Point localization data
+++

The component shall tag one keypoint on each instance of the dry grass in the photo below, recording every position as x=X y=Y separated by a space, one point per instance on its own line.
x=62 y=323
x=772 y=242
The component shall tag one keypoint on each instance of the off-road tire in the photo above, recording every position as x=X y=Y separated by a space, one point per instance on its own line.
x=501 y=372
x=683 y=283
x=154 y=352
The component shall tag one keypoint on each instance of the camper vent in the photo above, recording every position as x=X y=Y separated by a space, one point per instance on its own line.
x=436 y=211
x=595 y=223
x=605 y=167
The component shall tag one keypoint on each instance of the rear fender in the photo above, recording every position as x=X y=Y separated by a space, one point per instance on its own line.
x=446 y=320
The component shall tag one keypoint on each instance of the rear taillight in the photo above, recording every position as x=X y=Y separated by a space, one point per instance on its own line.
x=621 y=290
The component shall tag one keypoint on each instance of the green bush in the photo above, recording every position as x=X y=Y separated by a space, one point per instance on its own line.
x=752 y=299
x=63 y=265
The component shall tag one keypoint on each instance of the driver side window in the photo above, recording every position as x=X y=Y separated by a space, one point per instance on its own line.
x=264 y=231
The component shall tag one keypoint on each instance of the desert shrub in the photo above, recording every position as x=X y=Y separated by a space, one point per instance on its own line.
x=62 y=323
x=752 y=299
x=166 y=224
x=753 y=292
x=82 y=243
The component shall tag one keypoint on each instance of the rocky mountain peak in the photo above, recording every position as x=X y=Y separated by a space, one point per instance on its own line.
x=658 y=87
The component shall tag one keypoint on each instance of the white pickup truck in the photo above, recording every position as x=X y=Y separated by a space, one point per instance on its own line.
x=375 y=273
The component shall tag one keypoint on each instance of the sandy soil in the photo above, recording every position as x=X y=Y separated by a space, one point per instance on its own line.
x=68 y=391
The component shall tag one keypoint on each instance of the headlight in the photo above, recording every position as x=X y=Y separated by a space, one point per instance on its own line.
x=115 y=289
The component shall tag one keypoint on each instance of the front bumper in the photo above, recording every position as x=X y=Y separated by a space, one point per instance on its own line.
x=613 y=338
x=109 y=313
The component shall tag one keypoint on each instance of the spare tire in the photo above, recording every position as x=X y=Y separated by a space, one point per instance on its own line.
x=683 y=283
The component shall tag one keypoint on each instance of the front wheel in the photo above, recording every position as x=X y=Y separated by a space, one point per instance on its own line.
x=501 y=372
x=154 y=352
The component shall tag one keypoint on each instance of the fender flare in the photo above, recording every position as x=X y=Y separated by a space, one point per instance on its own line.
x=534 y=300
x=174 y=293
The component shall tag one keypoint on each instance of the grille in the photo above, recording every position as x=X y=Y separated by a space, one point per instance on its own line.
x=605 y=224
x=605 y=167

+++

▸ EXERCISE GOAL
Transcribe the entries above exactly.

▸ ANSWER BOX
The component shall tag one keypoint on each instance of the dry grass in the photo below, recording every position as x=X y=Y separated by a space, one point per instance on its own line.
x=62 y=323
x=772 y=242
The component shall tag one keypoint on each instance of the off-road tire in the photo above, recording every position as x=X y=Y separated by a space, one point per instance on its own line.
x=501 y=372
x=683 y=283
x=154 y=352
The component shall tag one keypoint on each instance of the camper vent in the photo above, recording every position as x=X y=Y separated by a space, one point per instance on its own line.
x=436 y=211
x=595 y=223
x=605 y=167
The component shall tag one keypoint on each instance of the rear fender in the photo above, recording every position as x=X y=Y separated by a space, one point per instance on its own line.
x=446 y=320
The component shall tag one keypoint on each instance of the rear taillight in the photo above, recording every position as x=X y=Y separated by a space, one point per instance on its own line.
x=621 y=290
The component shall tag one keypoint on each instance of the green bush in the photo above, recording every position as x=X y=Y separated by a space, one point per instance on its own line.
x=752 y=299
x=63 y=265
The component shall tag one keypoint on each instance of the driver side window in the photo above, recording every position as x=X y=Y separated by a space, one point per instance on its own line.
x=264 y=231
The component shall tag one keypoint on each instance of the desert shrub in the photo above, recording every position as x=X y=Y separated by a space, one point per instance on its own line.
x=62 y=323
x=752 y=299
x=166 y=224
x=753 y=292
x=82 y=243
The component shall tag one keypoint on each instance of the rocky mountain peak in the photo above, recording every position as x=X y=Y separated by a space, one point per instance on its own line.
x=658 y=87
The component shall tag one keypoint on each instance of the white pickup truck in the photo above, recording every position as x=X y=Y separated by a space, one point per instance on its own line.
x=375 y=273
The component shall tag one keypoint on each instance of the sandy soil in the photo above, recording every position as x=X y=Y separated by a space, one point per instance on its own line.
x=68 y=391
The component shall tag one keypoint on each instance of the headlight in the photo above, recording every position as x=X y=Y separated by a space, one point per instance on its own line.
x=115 y=289
The component shall tag one keypoint on each instance of the front bumper in the photo above, recording every position as x=X y=Y separated by a space, one point per instance on its own line.
x=613 y=338
x=109 y=313
The component shall tag one keypoint on each instance of the spare tire in the photo above, recording every position as x=X y=Y separated by a space, one point per instance on its own line.
x=683 y=283
The component shall tag one keypoint on each instance of the front wheel in the photo above, recording every position as x=X y=Y separated by a space, one point per instance on its own line.
x=501 y=372
x=154 y=352
The component shall tag one keypoint on each instance of the fender flare in the photo above, recording every position as x=X y=Y separated by a space, one point per instance on its own line.
x=534 y=300
x=174 y=293
The component shall tag one keypoint on each instance of the grille in the photo above, recording every position as x=X y=Y separated by a space, one point per instance on its own line.
x=605 y=224
x=605 y=167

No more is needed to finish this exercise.